> [What the task requires] Copy out the whole Compass Rose text below, word for word.

> [Document text]
_ _ _ _ _ _ _
Compass Rose by Rick Turner

Well, I finally went and did it. I bought myself a Compass Rose.

I’d first seen one made from walnut about two months after I bought my first uke, and after seeing the price tag thought I’d never actually own one. But after a few years of trying out different ukes of all sizes & constructions, I almost went for it. Instead I ordered an Ohana tenor made from maple with a spruce top. For £375 it wasn’t cheap and it didn’t have a maple top, so it looked a bit plain, but it would have even the most pricey uke I’d ever owned – that’s if I’d ever have received it.

A few months went past and nothing was heard of it, and it soon emerged that it was Ohana themselves that were delaying as there was a big demand for this particular instrument. Eventually the wait stretched into its 5th month, about 8 weeks past the original shipping date, so I cancelled the order and simultaneously bought a KoAloha Sceptre. The craftsmanship & attention to detail blew me away, as did the volume – suddenly I could appreciate why these types of ukes had such high price tags.

A few months later I emailed Rick Turner for a price list, and as eye-watering as it was, Rick informed me that his prices would be going up at the start of the following year. If I couldn’t afford it now, then I’d never be able to. I took the chance and commissioned his top-spec Compass Rose, made from solid maple all over, with hemp binding. I paid him full up front and then left him to his devices. As the build was over the festive period, I thought that the projected 8 week construction time was a bit far-fetched, and so was more than happy to give 6-9 months before receiving. I never emailed him asking for updates or pictures during that time, believing the best thing is to leave a master at his work.
_ _ _ _ _ _ _
> [Exercise data]
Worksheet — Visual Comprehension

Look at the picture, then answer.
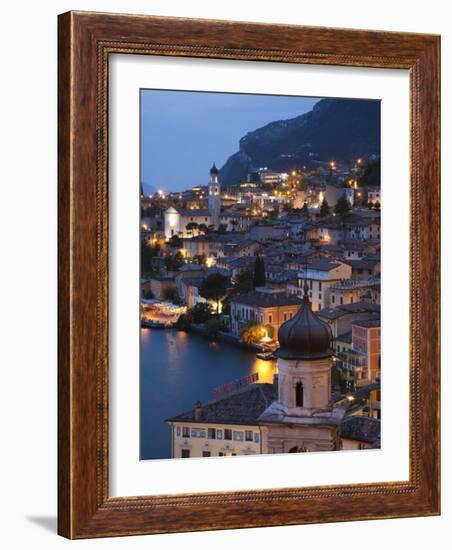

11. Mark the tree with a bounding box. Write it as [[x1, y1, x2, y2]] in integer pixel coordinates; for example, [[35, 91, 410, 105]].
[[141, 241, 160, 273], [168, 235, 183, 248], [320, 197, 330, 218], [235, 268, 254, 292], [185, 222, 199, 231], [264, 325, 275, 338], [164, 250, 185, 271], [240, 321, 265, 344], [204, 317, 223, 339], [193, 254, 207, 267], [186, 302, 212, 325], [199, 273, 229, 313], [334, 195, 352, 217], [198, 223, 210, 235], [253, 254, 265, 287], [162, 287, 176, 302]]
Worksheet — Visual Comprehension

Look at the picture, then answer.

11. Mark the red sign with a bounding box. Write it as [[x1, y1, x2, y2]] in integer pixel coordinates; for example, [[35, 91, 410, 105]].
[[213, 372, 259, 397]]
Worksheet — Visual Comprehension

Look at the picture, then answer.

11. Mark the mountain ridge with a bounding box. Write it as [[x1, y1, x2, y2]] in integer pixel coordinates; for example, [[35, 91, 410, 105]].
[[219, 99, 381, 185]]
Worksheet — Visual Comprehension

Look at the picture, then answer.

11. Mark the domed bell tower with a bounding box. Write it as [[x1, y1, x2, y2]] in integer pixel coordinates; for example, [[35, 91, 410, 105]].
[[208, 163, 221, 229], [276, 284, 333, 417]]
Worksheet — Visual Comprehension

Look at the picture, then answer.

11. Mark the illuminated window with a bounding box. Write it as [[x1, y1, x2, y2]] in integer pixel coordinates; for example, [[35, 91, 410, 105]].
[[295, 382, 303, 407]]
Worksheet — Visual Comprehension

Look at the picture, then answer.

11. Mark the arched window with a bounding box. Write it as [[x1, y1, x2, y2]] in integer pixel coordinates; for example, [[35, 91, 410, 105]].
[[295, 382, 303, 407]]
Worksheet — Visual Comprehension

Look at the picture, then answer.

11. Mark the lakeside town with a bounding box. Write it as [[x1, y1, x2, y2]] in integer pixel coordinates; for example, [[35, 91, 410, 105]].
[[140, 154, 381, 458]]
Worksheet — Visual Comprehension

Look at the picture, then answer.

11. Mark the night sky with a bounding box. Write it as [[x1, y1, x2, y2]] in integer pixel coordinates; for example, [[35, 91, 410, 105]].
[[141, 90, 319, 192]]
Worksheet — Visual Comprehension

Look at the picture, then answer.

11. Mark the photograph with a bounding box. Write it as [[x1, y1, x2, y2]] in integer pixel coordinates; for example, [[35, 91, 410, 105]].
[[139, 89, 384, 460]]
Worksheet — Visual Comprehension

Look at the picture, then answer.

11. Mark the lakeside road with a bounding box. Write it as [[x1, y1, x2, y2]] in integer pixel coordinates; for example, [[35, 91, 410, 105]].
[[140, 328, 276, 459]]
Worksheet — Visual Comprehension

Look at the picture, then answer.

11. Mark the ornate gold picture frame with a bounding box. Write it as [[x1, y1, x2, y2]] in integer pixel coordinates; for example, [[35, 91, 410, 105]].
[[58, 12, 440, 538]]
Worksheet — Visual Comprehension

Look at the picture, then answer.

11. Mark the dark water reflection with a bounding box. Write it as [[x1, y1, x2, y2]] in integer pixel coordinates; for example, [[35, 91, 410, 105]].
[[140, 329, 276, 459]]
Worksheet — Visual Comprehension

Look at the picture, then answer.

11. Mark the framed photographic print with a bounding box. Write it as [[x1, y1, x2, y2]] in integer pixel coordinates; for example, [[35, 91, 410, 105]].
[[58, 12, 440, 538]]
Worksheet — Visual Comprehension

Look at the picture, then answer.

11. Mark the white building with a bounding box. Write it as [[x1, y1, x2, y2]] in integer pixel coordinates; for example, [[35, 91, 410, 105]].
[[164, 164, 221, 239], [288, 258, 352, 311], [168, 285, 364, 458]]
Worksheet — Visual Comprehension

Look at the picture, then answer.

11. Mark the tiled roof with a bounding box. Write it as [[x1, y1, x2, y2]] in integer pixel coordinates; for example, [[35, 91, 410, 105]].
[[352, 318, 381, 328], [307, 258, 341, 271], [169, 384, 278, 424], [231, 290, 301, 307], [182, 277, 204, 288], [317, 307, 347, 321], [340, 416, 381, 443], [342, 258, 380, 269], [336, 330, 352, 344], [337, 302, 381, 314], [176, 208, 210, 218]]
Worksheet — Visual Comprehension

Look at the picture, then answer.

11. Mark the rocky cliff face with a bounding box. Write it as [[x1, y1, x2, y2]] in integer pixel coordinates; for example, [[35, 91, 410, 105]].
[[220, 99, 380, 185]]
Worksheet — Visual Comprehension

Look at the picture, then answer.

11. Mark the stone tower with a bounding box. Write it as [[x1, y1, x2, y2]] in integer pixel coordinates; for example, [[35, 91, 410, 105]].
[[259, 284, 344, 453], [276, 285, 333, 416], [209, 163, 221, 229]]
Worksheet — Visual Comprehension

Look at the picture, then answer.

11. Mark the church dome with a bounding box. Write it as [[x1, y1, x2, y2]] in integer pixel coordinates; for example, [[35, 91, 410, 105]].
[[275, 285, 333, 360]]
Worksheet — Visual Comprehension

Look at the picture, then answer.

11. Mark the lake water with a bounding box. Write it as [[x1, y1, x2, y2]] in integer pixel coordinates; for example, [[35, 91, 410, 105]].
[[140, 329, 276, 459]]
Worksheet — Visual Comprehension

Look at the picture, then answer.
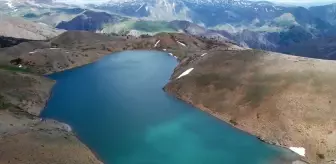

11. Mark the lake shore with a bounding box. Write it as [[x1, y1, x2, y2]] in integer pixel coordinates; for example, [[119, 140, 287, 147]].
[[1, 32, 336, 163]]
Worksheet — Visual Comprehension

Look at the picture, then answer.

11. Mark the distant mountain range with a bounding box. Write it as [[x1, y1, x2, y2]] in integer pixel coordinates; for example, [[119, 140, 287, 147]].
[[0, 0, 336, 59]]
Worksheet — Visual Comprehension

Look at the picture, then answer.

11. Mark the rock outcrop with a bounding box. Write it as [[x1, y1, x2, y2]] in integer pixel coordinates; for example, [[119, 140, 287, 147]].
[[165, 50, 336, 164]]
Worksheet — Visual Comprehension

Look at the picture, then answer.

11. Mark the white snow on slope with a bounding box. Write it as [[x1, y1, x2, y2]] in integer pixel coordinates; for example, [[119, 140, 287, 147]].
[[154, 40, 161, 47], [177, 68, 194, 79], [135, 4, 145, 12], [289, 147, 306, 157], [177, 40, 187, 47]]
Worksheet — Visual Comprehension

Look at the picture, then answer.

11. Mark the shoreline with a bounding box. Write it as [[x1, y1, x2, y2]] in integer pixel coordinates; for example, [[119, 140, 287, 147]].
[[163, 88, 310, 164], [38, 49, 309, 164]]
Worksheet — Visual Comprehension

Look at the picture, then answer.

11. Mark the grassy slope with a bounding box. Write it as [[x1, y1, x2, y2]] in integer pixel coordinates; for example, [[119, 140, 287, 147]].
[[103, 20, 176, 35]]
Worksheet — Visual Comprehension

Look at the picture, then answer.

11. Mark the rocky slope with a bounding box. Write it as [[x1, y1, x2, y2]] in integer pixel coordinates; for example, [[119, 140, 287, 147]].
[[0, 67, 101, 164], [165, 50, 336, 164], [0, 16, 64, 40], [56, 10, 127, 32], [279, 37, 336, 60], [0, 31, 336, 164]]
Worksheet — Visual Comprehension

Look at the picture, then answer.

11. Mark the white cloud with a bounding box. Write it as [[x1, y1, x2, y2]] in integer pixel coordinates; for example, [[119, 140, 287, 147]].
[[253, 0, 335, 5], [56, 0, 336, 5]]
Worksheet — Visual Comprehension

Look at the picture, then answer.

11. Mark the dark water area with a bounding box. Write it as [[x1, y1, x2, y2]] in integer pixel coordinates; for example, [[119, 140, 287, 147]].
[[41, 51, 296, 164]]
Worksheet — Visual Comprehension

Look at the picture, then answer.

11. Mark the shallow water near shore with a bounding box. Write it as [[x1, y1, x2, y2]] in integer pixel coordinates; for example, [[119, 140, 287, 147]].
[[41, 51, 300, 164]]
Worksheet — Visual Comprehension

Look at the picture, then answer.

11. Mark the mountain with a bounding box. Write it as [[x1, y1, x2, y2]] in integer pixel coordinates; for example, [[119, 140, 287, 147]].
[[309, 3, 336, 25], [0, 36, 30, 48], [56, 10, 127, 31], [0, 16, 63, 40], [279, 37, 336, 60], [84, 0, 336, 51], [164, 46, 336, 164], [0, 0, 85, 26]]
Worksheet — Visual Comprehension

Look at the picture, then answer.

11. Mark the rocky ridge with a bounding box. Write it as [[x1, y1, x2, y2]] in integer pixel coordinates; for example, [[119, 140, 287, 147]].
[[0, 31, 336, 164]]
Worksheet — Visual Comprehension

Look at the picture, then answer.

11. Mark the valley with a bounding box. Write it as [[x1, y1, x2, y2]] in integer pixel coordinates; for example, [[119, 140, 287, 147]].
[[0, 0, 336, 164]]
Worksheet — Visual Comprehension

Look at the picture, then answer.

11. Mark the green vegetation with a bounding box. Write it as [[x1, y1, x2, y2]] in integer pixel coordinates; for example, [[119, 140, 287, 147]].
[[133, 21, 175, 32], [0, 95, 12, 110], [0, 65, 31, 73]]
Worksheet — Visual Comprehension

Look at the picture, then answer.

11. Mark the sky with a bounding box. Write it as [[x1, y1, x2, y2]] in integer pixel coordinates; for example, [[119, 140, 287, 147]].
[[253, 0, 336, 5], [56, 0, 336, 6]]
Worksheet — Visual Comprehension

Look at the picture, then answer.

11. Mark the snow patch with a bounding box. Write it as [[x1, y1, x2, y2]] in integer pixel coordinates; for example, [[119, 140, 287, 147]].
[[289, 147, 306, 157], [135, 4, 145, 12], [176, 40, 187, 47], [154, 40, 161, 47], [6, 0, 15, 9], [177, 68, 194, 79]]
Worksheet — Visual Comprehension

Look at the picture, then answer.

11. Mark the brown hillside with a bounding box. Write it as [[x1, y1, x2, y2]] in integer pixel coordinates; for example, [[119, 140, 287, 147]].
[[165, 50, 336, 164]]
_ _ _ _ _ _ _
> [Task result]
Compass Rose by Rick Turner

Well, I finally went and did it. I bought myself a Compass Rose.

I’d first seen one made from walnut about two months after I bought my first uke, and after seeing the price tag thought I’d never actually own one. But after a few years of trying out different ukes of all sizes & constructions, I almost went for it. Instead I ordered an Ohana tenor made from maple with a spruce top. For £375 it wasn’t cheap and it didn’t have a maple top, so it looked a bit plain, but it would have even the most pricey uke I’d ever owned – that’s if I’d ever have received it.

A few months went past and nothing was heard of it, and it soon emerged that it was Ohana themselves that were delaying as there was a big demand for this particular instrument. Eventually the wait stretched into its 5th month, about 8 weeks past the original shipping date, so I cancelled the order and simultaneously bought a KoAloha Sceptre. The craftsmanship & attention to detail blew me away, as did the volume – suddenly I could appreciate why these types of ukes had such high price tags.

A few months later I emailed Rick Turner for a price list, and as eye-watering as it was, Rick informed me that his prices would be going up at the start of the following year. If I couldn’t afford it now, then I’d never be able to. I took the chance and commissioned his top-spec Compass Rose, made from solid maple all over, with hemp binding. I paid him full up front and then left him to his devices. As the build was over the festive period, I thought that the projected 8 week construction time was a bit far-fetched, and so was more than happy to give 6-9 months before receiving. I never emailed him asking for updates or pictures during that time, believing the best thing is to leave a master at his work.